Task to carry out:
The required output consists solely of the lines from the line containing "box for awning" through the end of the records, copied exactly.

Data shown:
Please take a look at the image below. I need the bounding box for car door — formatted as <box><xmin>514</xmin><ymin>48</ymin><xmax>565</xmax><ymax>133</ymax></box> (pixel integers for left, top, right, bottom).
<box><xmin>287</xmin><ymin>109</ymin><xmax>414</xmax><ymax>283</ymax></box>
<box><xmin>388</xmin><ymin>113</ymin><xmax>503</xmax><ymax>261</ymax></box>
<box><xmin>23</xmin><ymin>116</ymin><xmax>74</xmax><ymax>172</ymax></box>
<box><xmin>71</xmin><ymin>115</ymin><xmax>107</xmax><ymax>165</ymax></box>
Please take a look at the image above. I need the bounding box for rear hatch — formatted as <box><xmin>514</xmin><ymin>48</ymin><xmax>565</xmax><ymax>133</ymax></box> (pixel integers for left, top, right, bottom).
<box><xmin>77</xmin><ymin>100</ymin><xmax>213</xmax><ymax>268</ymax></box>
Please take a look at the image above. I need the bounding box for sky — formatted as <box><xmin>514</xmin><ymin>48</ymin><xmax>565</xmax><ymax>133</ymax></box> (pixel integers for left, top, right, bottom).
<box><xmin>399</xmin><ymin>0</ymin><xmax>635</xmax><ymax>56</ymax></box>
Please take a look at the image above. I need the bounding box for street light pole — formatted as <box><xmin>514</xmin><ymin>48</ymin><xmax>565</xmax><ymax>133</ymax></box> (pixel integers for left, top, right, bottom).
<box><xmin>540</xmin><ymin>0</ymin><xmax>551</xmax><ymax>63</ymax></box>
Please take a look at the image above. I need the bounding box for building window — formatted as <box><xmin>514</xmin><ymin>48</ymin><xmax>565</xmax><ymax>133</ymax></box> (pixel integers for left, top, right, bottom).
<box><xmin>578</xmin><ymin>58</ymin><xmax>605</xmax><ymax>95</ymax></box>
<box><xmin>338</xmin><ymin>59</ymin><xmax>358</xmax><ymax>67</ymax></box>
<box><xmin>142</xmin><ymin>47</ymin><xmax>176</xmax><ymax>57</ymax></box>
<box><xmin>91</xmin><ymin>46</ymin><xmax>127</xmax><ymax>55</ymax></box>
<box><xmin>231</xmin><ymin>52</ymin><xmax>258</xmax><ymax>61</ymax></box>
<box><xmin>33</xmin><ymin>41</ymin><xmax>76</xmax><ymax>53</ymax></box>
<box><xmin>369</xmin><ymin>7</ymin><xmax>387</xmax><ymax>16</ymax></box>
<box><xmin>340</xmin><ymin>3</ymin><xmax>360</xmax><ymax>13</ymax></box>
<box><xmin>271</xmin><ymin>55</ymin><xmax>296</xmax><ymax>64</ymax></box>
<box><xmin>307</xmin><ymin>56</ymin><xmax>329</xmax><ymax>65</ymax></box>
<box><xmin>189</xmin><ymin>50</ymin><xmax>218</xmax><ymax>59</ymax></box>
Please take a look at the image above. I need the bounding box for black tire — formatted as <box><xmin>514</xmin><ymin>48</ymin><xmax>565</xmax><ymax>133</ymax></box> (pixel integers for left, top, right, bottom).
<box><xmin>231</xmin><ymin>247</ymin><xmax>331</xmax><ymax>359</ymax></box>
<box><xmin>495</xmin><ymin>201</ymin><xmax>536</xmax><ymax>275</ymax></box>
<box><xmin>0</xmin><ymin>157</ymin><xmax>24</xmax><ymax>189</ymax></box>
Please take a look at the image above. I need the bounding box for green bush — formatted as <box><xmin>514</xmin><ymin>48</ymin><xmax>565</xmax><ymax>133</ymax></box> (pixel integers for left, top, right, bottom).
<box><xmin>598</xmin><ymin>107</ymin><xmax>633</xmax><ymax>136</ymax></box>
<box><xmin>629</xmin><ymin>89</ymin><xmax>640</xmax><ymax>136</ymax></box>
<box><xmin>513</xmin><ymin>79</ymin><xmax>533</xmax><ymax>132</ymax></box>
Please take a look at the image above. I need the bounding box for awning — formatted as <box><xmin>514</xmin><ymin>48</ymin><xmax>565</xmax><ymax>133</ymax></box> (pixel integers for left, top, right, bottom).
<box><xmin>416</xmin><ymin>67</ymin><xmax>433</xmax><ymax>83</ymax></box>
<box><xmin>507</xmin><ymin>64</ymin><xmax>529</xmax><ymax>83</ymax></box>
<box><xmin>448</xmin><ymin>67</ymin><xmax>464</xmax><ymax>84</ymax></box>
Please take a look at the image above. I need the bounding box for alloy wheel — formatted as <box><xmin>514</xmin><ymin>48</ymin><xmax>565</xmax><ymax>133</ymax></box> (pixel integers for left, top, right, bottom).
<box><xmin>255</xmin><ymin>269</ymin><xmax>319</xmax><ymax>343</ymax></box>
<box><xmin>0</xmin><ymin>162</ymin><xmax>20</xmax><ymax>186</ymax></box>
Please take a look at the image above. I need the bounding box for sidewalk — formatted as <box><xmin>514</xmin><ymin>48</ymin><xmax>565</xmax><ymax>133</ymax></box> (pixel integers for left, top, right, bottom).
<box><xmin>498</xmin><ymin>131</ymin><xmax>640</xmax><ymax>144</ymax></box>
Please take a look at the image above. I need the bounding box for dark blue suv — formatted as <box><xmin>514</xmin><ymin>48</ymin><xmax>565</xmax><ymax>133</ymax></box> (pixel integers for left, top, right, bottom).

Answer to this task:
Please take a look at the image above. I need the bounding box for awning — formatted as <box><xmin>514</xmin><ymin>48</ymin><xmax>565</xmax><ymax>133</ymax></box> (pixel integers for left, top, right, bottom).
<box><xmin>416</xmin><ymin>67</ymin><xmax>433</xmax><ymax>83</ymax></box>
<box><xmin>507</xmin><ymin>64</ymin><xmax>529</xmax><ymax>83</ymax></box>
<box><xmin>448</xmin><ymin>67</ymin><xmax>464</xmax><ymax>84</ymax></box>
Please take a look at the image above. I need the bounding box for alloy wheel — formatted as <box><xmin>514</xmin><ymin>48</ymin><xmax>565</xmax><ymax>133</ymax></box> (pixel integers for left, top, right, bottom).
<box><xmin>255</xmin><ymin>269</ymin><xmax>319</xmax><ymax>343</ymax></box>
<box><xmin>0</xmin><ymin>162</ymin><xmax>20</xmax><ymax>186</ymax></box>
Please take a look at the image above. I need the bounding box for sidewalk — formatted as <box><xmin>514</xmin><ymin>48</ymin><xmax>565</xmax><ymax>133</ymax></box> (pixel integers for left, top, right, bottom).
<box><xmin>498</xmin><ymin>131</ymin><xmax>640</xmax><ymax>144</ymax></box>
Please take a look at the image above. I need the bounding box for dark blue suv — formatted as <box><xmin>514</xmin><ymin>48</ymin><xmax>565</xmax><ymax>133</ymax></box> (pixel integers for left, top, right, bottom).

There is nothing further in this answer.